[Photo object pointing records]
----

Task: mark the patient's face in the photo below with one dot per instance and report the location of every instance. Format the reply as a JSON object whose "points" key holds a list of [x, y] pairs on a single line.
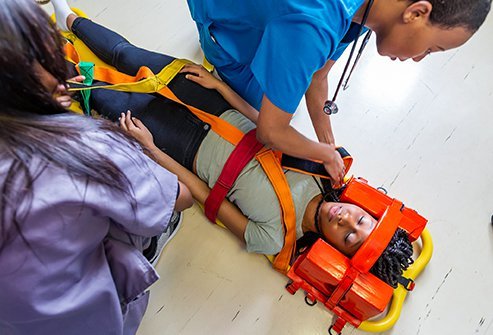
{"points": [[345, 226]]}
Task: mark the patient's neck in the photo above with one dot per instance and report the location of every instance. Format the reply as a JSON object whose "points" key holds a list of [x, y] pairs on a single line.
{"points": [[308, 223]]}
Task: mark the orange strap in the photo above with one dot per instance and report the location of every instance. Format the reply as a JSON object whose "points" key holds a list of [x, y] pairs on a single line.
{"points": [[270, 163], [229, 132], [269, 160]]}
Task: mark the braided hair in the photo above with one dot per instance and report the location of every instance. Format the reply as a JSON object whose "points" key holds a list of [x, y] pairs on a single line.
{"points": [[395, 259]]}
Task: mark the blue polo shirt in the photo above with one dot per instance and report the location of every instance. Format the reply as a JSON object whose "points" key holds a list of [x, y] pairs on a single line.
{"points": [[272, 47]]}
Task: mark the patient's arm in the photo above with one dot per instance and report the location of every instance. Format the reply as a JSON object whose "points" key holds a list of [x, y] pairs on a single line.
{"points": [[228, 213], [204, 78]]}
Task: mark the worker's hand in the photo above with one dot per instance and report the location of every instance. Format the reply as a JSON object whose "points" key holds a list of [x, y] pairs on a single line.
{"points": [[335, 168], [135, 128], [201, 76], [62, 96]]}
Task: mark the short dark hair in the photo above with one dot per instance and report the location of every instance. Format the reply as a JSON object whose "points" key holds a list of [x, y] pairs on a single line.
{"points": [[395, 259], [459, 13]]}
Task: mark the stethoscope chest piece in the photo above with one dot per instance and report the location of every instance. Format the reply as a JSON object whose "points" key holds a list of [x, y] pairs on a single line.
{"points": [[330, 107]]}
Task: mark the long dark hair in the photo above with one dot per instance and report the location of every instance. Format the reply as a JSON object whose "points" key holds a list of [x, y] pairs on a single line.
{"points": [[459, 13], [33, 126]]}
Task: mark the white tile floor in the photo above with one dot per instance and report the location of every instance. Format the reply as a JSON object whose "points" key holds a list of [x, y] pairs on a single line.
{"points": [[422, 131]]}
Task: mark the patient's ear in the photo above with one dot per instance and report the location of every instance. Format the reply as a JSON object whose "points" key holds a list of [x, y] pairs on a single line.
{"points": [[417, 12]]}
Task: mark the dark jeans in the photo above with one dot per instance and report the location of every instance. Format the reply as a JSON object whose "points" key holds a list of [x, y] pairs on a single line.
{"points": [[176, 130]]}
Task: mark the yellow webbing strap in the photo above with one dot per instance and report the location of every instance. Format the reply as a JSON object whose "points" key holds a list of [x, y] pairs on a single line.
{"points": [[273, 170], [147, 82]]}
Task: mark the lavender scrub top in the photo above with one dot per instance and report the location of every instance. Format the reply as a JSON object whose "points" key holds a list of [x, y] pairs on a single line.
{"points": [[84, 272]]}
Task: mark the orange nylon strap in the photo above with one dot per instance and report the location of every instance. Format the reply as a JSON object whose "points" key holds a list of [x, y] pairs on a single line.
{"points": [[274, 172], [71, 53], [230, 133], [227, 131]]}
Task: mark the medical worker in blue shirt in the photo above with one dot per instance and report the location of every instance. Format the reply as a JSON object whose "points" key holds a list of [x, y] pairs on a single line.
{"points": [[273, 52]]}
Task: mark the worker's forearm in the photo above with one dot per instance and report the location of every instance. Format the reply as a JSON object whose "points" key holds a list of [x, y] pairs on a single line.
{"points": [[237, 102]]}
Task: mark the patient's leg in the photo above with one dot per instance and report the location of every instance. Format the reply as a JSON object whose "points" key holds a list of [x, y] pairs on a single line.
{"points": [[115, 50]]}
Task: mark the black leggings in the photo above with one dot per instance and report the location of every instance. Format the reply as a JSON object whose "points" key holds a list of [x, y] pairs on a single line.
{"points": [[176, 130]]}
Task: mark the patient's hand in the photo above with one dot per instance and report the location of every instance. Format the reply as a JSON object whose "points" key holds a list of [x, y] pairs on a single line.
{"points": [[61, 94], [201, 76], [135, 128]]}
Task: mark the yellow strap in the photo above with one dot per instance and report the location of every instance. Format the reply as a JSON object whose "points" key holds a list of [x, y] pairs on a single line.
{"points": [[146, 82], [274, 172]]}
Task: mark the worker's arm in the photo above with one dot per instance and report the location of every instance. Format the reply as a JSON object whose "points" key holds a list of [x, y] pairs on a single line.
{"points": [[201, 76], [315, 97], [228, 213], [274, 130]]}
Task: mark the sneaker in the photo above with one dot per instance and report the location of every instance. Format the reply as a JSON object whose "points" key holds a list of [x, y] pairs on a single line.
{"points": [[155, 249]]}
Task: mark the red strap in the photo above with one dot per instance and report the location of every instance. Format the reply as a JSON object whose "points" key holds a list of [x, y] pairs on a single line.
{"points": [[343, 287], [241, 155]]}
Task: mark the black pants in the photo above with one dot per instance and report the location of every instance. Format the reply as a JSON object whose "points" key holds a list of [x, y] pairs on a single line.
{"points": [[176, 130]]}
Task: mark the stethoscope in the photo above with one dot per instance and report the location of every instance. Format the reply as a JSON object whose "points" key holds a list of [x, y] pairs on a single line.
{"points": [[330, 106]]}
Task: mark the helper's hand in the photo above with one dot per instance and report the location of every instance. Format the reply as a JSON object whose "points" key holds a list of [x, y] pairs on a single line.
{"points": [[135, 128], [201, 76], [335, 168], [61, 94]]}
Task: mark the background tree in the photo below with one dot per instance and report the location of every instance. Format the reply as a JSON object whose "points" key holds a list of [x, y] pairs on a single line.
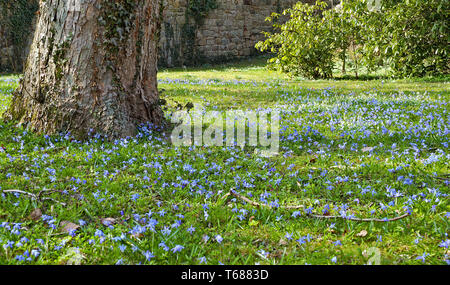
{"points": [[92, 67], [304, 45]]}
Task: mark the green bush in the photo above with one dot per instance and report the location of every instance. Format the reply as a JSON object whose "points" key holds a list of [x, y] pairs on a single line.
{"points": [[410, 37]]}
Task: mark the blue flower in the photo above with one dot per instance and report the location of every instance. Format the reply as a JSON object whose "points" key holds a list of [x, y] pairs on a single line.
{"points": [[177, 248], [148, 255]]}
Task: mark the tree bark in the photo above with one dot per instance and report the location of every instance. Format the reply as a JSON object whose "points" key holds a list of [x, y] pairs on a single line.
{"points": [[91, 68]]}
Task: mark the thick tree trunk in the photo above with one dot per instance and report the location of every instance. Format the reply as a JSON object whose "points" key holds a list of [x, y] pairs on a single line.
{"points": [[92, 67]]}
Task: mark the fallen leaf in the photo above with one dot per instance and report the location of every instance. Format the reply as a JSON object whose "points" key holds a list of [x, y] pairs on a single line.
{"points": [[362, 233], [68, 226], [36, 214]]}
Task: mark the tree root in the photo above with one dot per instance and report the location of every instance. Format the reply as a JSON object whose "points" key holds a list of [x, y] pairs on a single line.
{"points": [[259, 205]]}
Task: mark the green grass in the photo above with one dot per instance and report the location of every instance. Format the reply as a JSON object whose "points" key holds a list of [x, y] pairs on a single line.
{"points": [[323, 164]]}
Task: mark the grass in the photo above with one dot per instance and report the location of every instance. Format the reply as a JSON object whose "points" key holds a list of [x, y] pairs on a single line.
{"points": [[372, 149]]}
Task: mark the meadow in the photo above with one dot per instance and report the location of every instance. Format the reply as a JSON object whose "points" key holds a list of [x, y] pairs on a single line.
{"points": [[354, 156]]}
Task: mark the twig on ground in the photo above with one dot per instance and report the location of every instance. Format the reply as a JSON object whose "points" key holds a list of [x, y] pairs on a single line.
{"points": [[37, 197], [256, 204]]}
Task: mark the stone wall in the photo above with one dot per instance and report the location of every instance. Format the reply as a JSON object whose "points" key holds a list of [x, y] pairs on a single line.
{"points": [[228, 32]]}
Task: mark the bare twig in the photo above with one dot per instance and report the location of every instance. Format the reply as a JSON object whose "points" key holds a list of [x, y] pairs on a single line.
{"points": [[259, 205]]}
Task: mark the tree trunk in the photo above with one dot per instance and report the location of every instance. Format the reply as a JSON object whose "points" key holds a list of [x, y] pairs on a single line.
{"points": [[91, 68]]}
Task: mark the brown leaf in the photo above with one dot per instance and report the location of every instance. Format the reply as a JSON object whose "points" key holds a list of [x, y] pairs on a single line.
{"points": [[362, 233], [67, 227], [36, 214]]}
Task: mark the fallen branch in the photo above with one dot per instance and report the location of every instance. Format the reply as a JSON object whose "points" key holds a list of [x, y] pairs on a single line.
{"points": [[37, 197], [256, 204]]}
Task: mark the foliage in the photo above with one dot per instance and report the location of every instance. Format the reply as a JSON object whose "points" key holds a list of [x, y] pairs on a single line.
{"points": [[16, 18], [415, 37]]}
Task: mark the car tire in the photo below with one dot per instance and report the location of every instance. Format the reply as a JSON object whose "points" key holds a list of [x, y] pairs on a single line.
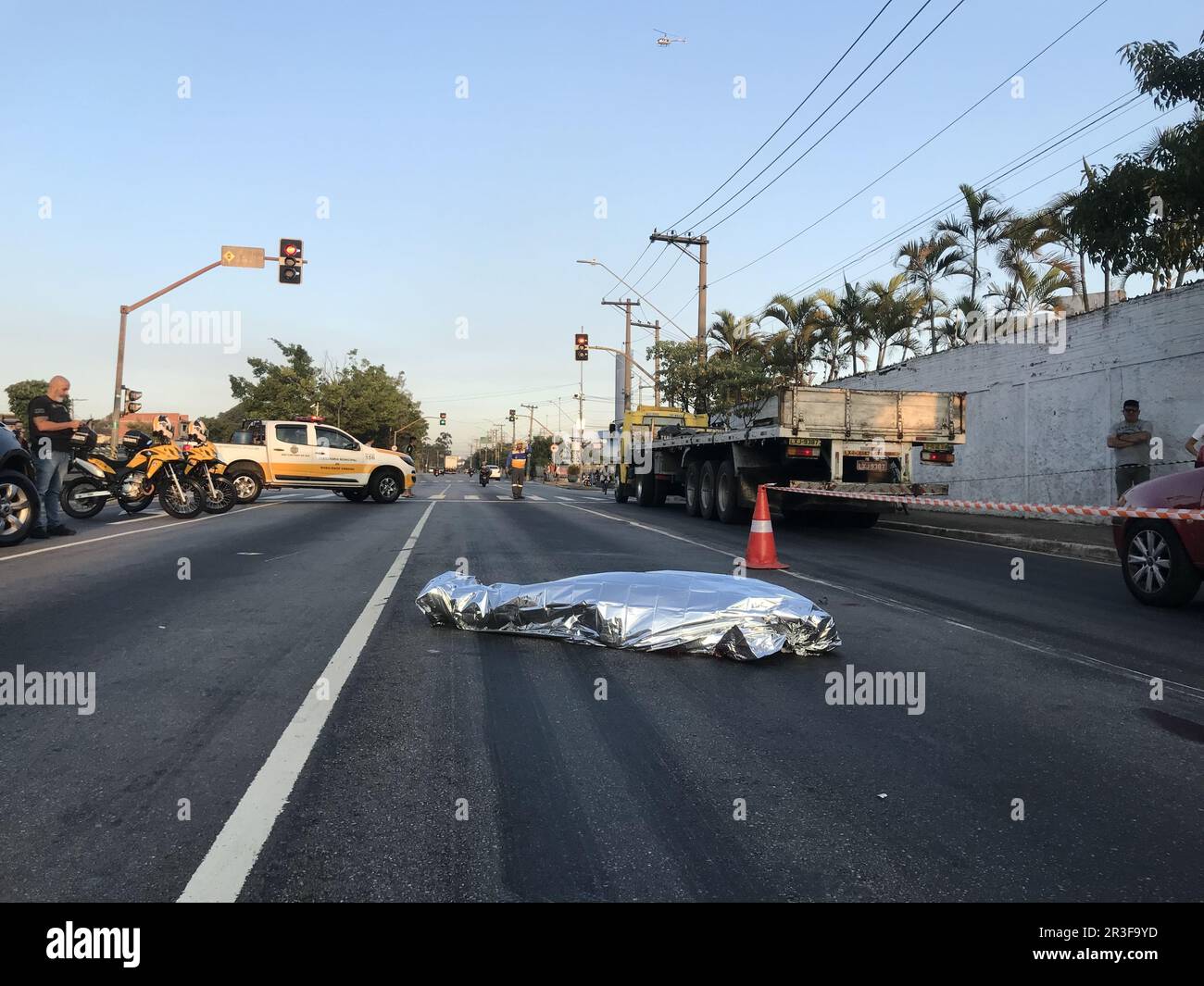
{"points": [[1157, 569], [385, 485], [707, 492], [81, 509], [19, 507], [693, 480], [727, 493], [248, 484], [646, 490]]}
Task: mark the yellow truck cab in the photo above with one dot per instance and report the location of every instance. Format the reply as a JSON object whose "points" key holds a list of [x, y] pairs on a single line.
{"points": [[308, 453]]}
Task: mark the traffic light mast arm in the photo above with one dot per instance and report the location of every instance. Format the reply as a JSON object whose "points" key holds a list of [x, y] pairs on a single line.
{"points": [[633, 361]]}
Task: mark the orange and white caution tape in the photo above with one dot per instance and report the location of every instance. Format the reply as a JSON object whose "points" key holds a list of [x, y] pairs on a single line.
{"points": [[1160, 513]]}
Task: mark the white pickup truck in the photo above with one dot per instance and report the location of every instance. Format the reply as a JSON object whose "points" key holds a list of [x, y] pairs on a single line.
{"points": [[308, 453]]}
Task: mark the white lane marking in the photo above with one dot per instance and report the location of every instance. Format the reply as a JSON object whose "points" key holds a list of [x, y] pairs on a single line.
{"points": [[173, 526], [1191, 692], [230, 858]]}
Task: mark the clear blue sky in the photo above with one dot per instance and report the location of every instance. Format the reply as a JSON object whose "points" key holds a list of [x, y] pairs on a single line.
{"points": [[444, 208]]}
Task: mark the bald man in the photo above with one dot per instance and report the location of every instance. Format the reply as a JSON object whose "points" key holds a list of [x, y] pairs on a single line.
{"points": [[49, 441]]}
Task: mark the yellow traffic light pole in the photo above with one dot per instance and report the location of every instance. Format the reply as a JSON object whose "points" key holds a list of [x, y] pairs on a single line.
{"points": [[232, 256]]}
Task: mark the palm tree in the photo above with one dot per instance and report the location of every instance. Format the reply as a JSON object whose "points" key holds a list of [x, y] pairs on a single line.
{"points": [[733, 336], [982, 225], [925, 263], [847, 329], [890, 312], [805, 318]]}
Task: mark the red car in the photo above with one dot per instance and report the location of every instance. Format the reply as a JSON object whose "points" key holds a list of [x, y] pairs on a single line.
{"points": [[1163, 560]]}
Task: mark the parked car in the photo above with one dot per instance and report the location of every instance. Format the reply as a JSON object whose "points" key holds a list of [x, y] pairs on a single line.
{"points": [[19, 493], [1163, 560]]}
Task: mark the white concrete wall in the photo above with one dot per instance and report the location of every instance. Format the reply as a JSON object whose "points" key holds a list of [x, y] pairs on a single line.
{"points": [[1036, 421]]}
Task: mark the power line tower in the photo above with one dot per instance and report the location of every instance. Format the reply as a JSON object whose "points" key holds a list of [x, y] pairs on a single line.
{"points": [[682, 243], [626, 351]]}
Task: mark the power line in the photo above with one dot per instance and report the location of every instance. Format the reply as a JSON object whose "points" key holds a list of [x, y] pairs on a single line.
{"points": [[934, 215], [918, 149], [778, 129], [773, 181]]}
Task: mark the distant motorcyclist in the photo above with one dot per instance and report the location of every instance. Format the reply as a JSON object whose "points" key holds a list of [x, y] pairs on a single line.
{"points": [[516, 464]]}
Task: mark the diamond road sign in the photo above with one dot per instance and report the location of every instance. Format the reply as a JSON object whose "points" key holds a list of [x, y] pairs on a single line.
{"points": [[242, 256]]}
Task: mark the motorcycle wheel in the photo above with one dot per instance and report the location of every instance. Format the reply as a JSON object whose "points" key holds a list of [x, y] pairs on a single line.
{"points": [[185, 505], [81, 509], [227, 495]]}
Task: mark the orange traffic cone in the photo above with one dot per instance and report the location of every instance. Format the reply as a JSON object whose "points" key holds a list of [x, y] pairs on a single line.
{"points": [[761, 552]]}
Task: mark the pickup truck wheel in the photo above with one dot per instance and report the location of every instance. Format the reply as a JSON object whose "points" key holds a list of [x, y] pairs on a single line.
{"points": [[693, 478], [248, 484], [384, 486], [707, 492], [646, 490], [1157, 569], [727, 499], [19, 507]]}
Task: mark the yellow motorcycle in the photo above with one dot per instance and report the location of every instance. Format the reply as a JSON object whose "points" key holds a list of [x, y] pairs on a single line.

----

_Brief:_ Copy only the stretch running from the line containing "Task: mark the diamond" to the final line of the entries, both ends included, exactly as it stands.

_Solution for this task:_
Task: mark the diamond road sign in the photo above with one dot per instance and report the location of every instance. Format the reply as a JSON object whose "points" key holds a list of [x, y] pairs on a single line.
{"points": [[242, 256]]}
Task: mark the motorcycle wheel in the photo above with one dot per instance and report the location of every instance. Format the reply as a JSON object whose "points" key holds a list of [x, y] pairs on a single line.
{"points": [[185, 505], [81, 509], [227, 495]]}
Task: mark the orange traffic cone in the photo above with one dot per instance and report the location of every instance. Format the reply as a JSON object whose "points" key holds a list of [x, y] pairs on a single line.
{"points": [[761, 552]]}
Task: mark the pickup truck wheel in the photo above with one dot per instance and report the location of every instance. Format the reply as a JSON object whose "points" key holds a list of [x, y] pairs on a single line.
{"points": [[693, 478], [248, 484], [384, 486], [707, 492], [646, 490], [1157, 569], [727, 499], [19, 507]]}
Task: mark the yellow motorcycle in the photo above with one dot per instance and report the location of every instance. Format the reply as a JSON object whose "points" key holds a list of [x, y] pairs on a single line.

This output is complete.